__Excerpt provided__
I signed out an old book called “The Parrots of Australasia” (by Charles Barrett) from my university’s library and it contains some information about Ground and Night Parrots (Pezoporus occidentalis and P. wallicus). This book was published in 1949 and so is out of print but it has some lovely paintings and interesting information, so I’ll share some here.

The information about these parrots is as follows (as quoted from the book):

“South-eastern Victoria is probably the principal remaining stronghold of the curious Ground Parrot (Pezoporus wallicus), which formerly enjoyed an extensive range – coastal areas of southern Queensland, New South Wales, Victoria, South, and Southwestern Australia, and Tasmania.  From much of its olden territory the bird has disappeared; and where it still exists its numbers are few. Foxes are among the worst enemies of this and other ground-frequenting birds. The reclaiming of swampy heathlands, haunts of Pezoporus for centuries, is partly responsible for its increasing scarcity; while vandals out with dog and gun have accounted for many of the birds.

The Ground Parrot has a distinctive appearance, and could be mistaken for only one other species, the Night Parrot. Its green plumage is uniformly barred with black and yellow; the forehead is scarlet – a vivid colour-patch, lacking in the Night Parrot, which, otherwise, is somewhat similar in appearance, though less elegant.

[Rows from a dataset for box labeling]
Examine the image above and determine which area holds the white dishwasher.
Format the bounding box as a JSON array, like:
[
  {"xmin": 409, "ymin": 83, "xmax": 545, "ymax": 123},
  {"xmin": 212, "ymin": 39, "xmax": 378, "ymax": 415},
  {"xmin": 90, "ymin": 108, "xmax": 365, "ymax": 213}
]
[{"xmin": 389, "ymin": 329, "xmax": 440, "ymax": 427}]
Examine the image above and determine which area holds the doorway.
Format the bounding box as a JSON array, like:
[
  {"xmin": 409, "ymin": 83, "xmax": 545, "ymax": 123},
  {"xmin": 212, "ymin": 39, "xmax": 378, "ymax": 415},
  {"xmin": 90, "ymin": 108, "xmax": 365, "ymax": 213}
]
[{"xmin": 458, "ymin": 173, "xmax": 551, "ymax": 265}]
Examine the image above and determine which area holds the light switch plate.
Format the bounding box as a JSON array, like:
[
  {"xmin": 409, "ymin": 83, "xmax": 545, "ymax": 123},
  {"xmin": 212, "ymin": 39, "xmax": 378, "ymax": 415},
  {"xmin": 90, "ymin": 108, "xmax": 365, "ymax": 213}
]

__Exercise brief__
Please pick up the excerpt about Ground and Night Parrots, shown above the items, and carry it on past its last sentence.

__Exercise response__
In the very early days of settlement in New South Wales, the Ground Parrot, then rather plentiful in the neighbourhoods of Sydney, became known to the white man who, perchance, first heard of the Goolingang’s existence from the natives.  The aborigines of Western Australia – different tribes, had several names for it, Djul-bat-la, Ky-lor-ing, Boo-run-dur-dee, and Djer-doon-dee, as recorded by Gould, in his Birds of Australia, where, too, we find an excellent account of the strange bird’s haunts and habits:

The Ground Parrot is diffused over the whole of the southern portions of Australia including Tasmania, wherever localities exist suitable to its habits. I also procured both adults and young on Flinders Island, where I found them breeding on the grassy plains which cover the greater portion of the island.  So far as I could learn, it is everywhere a stationary species.  Having frequently met with it in a state of nature, I am enabled to state that in its actions it differs from every other known species of its family. Whether the power of perching is entirely denied to it or not I am uncertain, but I never saw it fly into a tree, nor could I ever force it to take shelter on branches. It usually frequents either sandy sterile districts covered with tufts of rank grass and herbage, or low swampy flats abounding with rushes and other kinds of vegetation peculiar to such situations. From its very recluse habits, and great powers of running, it is seldom seen until it is flushed and then only for a short time, as it soon pitches again and runs off to a place of seclusion. On the approach of danger it crouches on the earth or runs stealthily through the grasses, and, from the strong scent it emits, dogs road and point as dead to it as they do to ordinary game birds…It flied with great rapidity, frequently making several zigzag turns in the short distance of a hundred yards, which it seldom exceeds without again pitching to the ground.  Its flesh is excellent, being delicate in flavour and equalling, if not surpassing, that of the quail and snipe. Its five or six eggs are deposited on bare ground.”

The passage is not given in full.